= Exercise aim =
Write out the part of the forum thread on heavier bullets in the M&P 9 that runs between "If you're shooting" and "energy to it.", inclusive.

# Heavier bullets shoot higher in M&P 9



## berudd (Jan 22, 2016)

I just purchased an M&P 9 and have had it out twice and believe it shoots low. Now, as I am new to handguns I am perfectly willing to accept that this may be caused in part, or entirety, by my technique but I've been Googling it anyway and do see some similar experiences from others. While doing this I see several mentions of heavier bullets hitting higher than lighter ones. I'm curious about what causes this. My guess is that larger bullets travel down the barrel slower so the barrel it beginning to rotate up before the bullet leaves the muzzle. The heavier, and slower, the bullet the farther action has traveled through its reward travel and there is more barrel rotation resulting in a higher POI. Is that close to correct?


----------



## Steve M1911A1 (Feb 6, 2008)

Your conjecture is correct.
If you're shooting consistently low — and not low-left, which indicates a fault in technique — switching to a heavier bullet will raise your impact point.
Another benefit of using a heavier bullet is that it will be somewhat more likely to stop within its, um, target, thereby delivering more fight-stopping energy to it.

Note: I use "further," rather than f*a*r*t*h*e*r, because this forum's program turns the latter word into a fart.


----------



## berudd (Jan 22, 2016)

duplicate post


----------



## berudd (Jan 22, 2016)

Thanks for the confirmation. And how odd is it that it doesn't like f a rther. I thing its just the f a r t part. fart

I plan to get an M& Shield in the future. How would the short barrel affect this?


----------



## Steve M1911A1 (Feb 6, 2008)

berudd said:


> ...How would the short barrel affect this?


Probably not at all, practically speaking.

My pocket-size .45 semi-auto seems to hit close enough to where my aged memory says that a full-size 1911 does (in my hands).

Of course, I shoot against IPSC-style silhouettes, and not on bullseyes.
If I were strictly looking for precision, I'd probably find that the mini-pistol's short barrel, giving a bullet shorter dwell-time within it, makes the gun shoot a little bit lower than does the full-size pistol.


----------



## SouthernBoy (Jun 27, 2007)

Since I almost always shoot 115 FMJ out of my M&P 9 Pro Series 4.25" at the range, I have never noticed any problems with this. But as Steve mentioned, you are correct in your assumption. A bullet is long gone out of a barrel before pretty much anything takes place in the gun (recoil, rearward travel of the slide). But there is a very small reaction that does affect the travel of a bullet. And that's all it takes to cause a heavier bullet to striker higher on a target than a lighter one might (there are some other factors at play here as well).

As for the M&P Shield, they are fine little guns. Perhaps one of the best choices in their category. For shorter barreled guns like this, you are better off with a lighter bullet with a higher velocity because there is less barrel length to maximize a bullet's acceleration from the burning powder. Something no heavier than a 124 grain 9mm load would be the better choice. Both Federal (their HST series) and their sister company, Speer (Gold Dot) make fine examples of 124 grain loads with both available in +P ratings.


----------



## berudd (Jan 22, 2016)

Thanks for the info. I'm planning to head back out to the range this week so I'll pick up a few different types of ammo in larger weights and see how it goes.


----------



## AZdave (Oct 23, 2015)

= Information supplied =

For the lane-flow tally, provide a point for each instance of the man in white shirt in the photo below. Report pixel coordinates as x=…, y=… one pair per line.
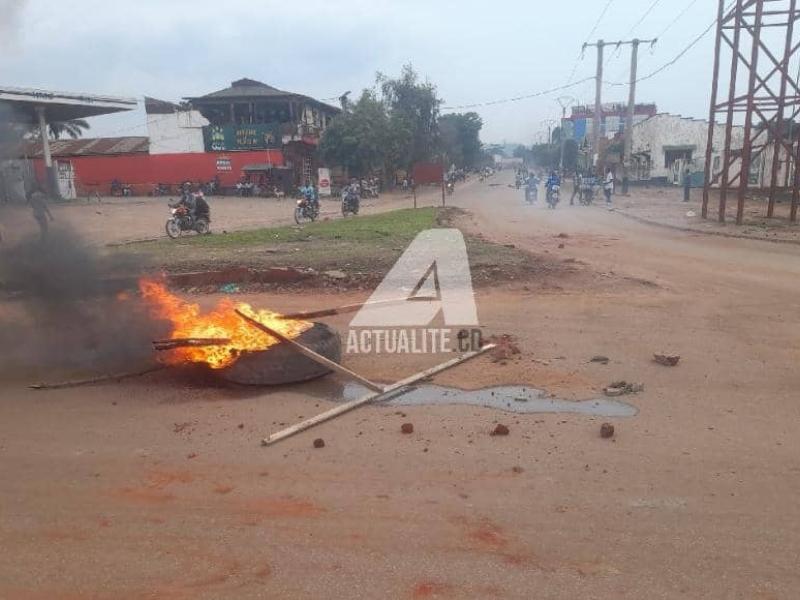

= Correct result =
If you're shooting consistently low — and not low-left, which indicates a fault in technique — switching to a heavier bullet will raise your impact point.
Another benefit of using a heavier bullet is that it will be somewhat more likely to stop within its, um, target, thereby delivering more fight-stopping energy to it.